What the exercise asks:
Each line from the one containing "man in pink" to the end of the records should be copied exactly, and no other line.

The data:
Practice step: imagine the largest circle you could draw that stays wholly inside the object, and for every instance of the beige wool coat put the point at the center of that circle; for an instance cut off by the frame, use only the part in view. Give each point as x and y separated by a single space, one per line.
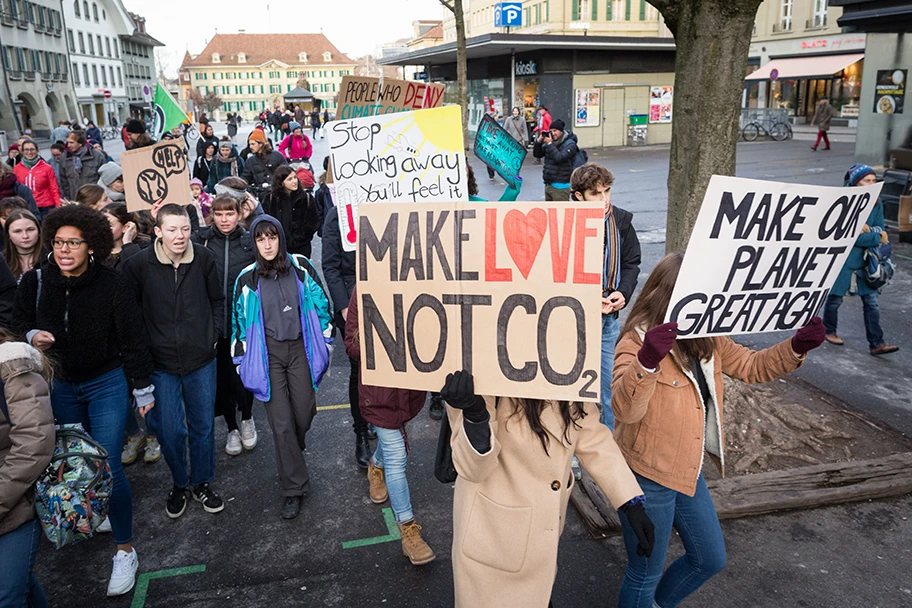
510 503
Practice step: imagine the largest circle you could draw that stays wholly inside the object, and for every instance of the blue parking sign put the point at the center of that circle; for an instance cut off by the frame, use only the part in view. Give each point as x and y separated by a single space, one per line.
508 14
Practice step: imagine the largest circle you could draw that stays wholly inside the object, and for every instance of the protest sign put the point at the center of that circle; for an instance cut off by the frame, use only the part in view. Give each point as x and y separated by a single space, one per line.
367 96
763 256
508 291
395 158
156 173
499 150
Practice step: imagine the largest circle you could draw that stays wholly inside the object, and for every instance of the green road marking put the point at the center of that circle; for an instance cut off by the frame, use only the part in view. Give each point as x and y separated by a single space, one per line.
392 534
142 583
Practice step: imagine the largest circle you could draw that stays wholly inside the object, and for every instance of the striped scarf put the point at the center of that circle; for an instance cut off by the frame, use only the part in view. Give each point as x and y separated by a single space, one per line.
611 274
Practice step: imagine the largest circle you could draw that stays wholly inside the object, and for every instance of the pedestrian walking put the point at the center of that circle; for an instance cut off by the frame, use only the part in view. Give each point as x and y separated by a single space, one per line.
279 340
232 249
389 409
558 148
26 448
873 234
183 312
668 406
620 268
513 456
823 114
85 316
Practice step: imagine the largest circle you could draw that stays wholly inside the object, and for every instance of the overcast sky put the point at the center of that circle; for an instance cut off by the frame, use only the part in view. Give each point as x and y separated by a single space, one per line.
356 27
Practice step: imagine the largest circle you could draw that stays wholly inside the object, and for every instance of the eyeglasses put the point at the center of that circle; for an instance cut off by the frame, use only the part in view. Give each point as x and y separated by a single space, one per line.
70 243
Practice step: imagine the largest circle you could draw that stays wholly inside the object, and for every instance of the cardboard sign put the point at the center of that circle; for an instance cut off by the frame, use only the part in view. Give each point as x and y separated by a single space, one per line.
156 173
395 158
499 150
508 291
366 96
763 256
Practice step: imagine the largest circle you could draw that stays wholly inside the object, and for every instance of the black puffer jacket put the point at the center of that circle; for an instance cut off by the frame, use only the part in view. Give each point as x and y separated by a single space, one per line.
298 215
338 264
183 309
94 318
259 170
558 158
232 251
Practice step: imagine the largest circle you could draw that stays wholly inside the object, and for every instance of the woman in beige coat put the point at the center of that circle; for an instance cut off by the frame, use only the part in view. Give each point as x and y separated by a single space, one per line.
513 459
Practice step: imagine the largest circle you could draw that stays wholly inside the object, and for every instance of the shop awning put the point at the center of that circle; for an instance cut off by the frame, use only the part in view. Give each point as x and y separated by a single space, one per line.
806 67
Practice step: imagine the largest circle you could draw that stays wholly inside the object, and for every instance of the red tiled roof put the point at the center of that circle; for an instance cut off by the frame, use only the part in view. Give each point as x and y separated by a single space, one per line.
260 48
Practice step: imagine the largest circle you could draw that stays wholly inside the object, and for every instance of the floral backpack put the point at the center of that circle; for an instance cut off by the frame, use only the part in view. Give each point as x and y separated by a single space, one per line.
72 494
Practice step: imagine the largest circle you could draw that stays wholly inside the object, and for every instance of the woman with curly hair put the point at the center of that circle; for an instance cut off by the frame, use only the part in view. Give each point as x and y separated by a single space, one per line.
86 317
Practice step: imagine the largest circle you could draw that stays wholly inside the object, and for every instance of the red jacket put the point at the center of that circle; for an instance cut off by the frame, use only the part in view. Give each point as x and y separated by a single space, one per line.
42 181
388 408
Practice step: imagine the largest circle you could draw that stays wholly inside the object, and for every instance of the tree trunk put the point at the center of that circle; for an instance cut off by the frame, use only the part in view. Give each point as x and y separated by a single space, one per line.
462 89
712 39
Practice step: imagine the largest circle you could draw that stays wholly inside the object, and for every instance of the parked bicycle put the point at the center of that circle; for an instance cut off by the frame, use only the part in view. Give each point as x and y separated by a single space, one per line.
776 128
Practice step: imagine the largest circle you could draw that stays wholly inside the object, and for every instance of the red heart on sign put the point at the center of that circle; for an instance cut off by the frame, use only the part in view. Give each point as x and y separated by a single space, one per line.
524 234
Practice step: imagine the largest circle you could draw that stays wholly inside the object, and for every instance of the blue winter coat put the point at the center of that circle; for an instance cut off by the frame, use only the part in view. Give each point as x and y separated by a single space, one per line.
856 256
248 336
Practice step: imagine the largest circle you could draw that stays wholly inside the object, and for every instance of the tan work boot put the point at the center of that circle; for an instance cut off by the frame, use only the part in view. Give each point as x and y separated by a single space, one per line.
413 546
378 492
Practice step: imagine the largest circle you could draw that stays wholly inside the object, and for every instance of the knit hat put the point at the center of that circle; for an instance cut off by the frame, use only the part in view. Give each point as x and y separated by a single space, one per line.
856 173
257 135
109 172
135 126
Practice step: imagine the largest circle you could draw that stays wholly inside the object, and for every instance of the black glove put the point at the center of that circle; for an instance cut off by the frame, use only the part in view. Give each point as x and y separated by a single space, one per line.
459 392
642 526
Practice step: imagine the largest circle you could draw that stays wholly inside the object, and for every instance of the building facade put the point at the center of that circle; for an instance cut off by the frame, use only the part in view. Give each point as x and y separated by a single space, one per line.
93 38
38 91
799 54
251 72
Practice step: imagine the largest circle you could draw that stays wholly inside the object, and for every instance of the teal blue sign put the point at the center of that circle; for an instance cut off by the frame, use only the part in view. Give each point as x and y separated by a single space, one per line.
498 150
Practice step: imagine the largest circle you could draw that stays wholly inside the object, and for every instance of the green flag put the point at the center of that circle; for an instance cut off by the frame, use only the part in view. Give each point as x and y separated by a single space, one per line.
167 114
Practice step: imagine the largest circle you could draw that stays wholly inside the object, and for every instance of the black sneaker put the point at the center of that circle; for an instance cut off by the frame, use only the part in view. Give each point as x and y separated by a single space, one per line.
209 499
436 409
177 502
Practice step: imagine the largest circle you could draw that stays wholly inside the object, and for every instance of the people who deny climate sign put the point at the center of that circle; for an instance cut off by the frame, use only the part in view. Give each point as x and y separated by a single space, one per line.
779 248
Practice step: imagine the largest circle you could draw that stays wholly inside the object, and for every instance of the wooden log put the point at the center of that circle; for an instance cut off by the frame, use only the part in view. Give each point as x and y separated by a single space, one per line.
774 491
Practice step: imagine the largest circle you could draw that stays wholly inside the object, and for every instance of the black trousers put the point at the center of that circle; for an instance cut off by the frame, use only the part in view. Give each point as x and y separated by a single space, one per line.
360 424
230 394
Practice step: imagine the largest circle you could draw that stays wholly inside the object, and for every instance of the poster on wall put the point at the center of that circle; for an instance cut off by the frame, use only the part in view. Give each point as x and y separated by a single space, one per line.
890 91
775 250
661 102
587 107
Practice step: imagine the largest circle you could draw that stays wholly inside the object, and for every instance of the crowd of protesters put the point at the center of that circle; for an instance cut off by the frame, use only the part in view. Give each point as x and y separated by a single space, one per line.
159 322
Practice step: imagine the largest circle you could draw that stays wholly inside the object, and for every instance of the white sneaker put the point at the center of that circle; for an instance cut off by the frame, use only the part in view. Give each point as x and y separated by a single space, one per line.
153 450
233 446
104 527
248 434
132 447
123 575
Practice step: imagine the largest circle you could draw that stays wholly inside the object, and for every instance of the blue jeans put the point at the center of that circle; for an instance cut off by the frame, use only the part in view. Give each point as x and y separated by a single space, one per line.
390 456
871 310
18 586
611 329
185 407
102 405
696 522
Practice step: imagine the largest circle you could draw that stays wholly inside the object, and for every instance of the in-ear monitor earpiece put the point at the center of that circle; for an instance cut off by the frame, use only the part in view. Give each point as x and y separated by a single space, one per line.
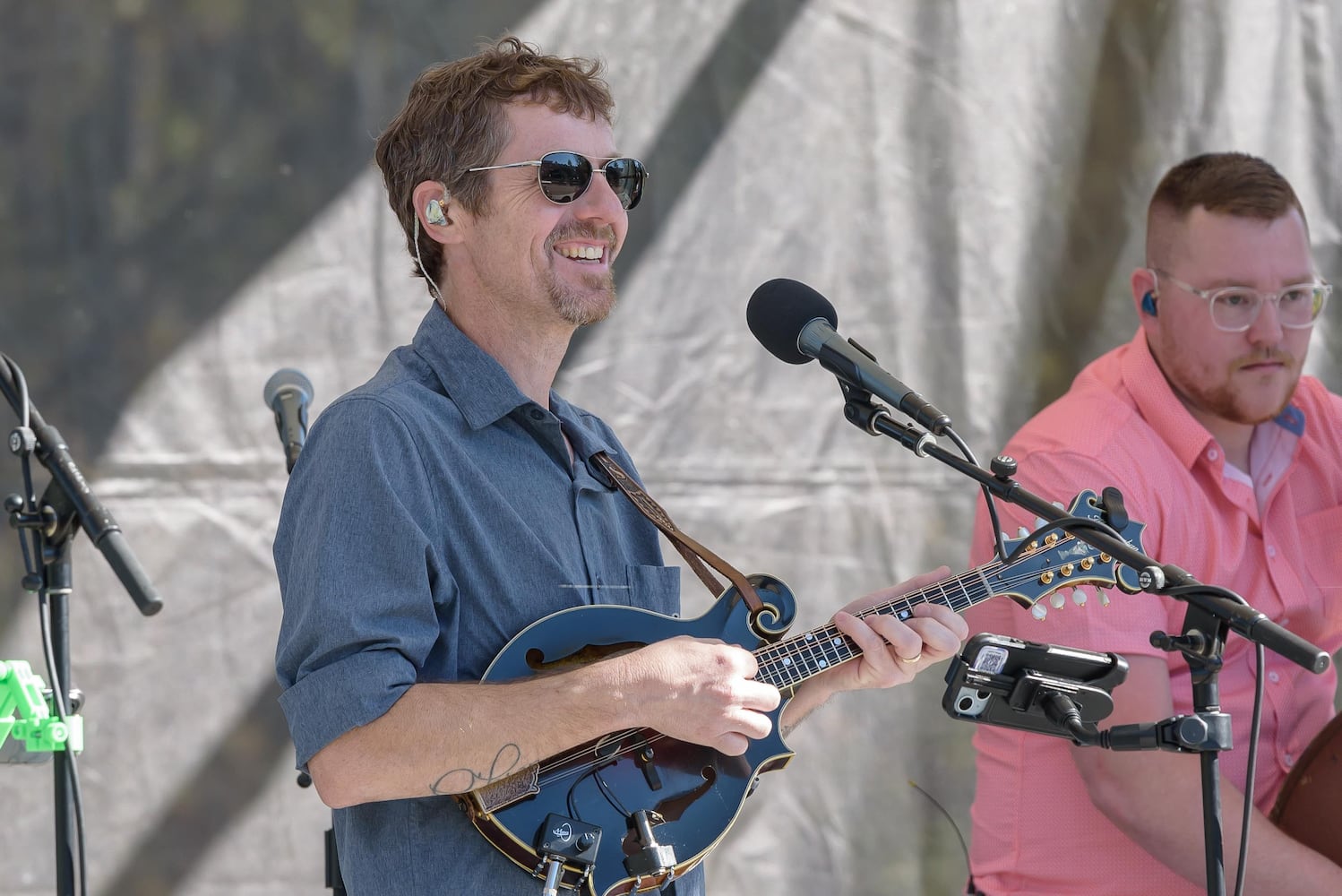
434 212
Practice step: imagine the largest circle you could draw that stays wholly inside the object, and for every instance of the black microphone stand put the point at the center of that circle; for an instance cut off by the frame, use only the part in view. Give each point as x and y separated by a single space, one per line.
53 521
1210 615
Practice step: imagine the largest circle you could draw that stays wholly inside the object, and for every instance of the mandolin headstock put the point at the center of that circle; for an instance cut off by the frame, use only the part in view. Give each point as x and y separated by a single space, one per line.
1054 562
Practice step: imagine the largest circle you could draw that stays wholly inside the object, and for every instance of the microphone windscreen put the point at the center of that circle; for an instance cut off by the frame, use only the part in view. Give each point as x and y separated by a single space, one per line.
286 378
778 313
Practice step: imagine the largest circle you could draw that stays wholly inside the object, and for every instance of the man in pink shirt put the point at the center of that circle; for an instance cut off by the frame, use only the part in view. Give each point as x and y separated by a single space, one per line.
1234 461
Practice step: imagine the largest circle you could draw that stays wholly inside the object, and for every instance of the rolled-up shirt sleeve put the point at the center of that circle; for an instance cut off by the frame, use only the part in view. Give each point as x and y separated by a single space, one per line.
358 573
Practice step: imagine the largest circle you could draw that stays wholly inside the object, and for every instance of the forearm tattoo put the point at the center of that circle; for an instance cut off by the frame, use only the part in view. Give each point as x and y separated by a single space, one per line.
504 762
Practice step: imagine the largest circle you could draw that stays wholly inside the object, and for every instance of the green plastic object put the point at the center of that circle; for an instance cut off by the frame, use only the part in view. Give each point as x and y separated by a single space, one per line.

Exercise output:
Practice step: imagine the largest circle you could draw that stays wholly inside the object, and for every instance of the man in pink shirt put the point at the center of that circle; for an instance cut off by the frame, use only the part in view. Give each point as x and y separated by a single space, one per line.
1234 461
Practice step: imagine the largest circle you could draw that stays wholly inside the object, and for every instance of the rolled-up shirt sleeve put the point at the center of that circle; for an instance cut off by the frame, use only the part in view. Give each point as x and y separated by a single space, one per line.
358 573
Practice step: imagine the largest circle you could draw that stays wholly inside the object, and for every instance of the forearm tattoo put the point at the center of that circle; for an instance cut off by the frame, use only the part in view. Give each point as x and y separated by a single space, one per line.
504 762
Practice step: imagine the largest circle you could draw that stays wholly inside the object, and for every instance of the green plastic object put the point at the center of that circle; for an instance cut off by the frame, use only the part in view. Give each point as x and y separated by a single space, one per line.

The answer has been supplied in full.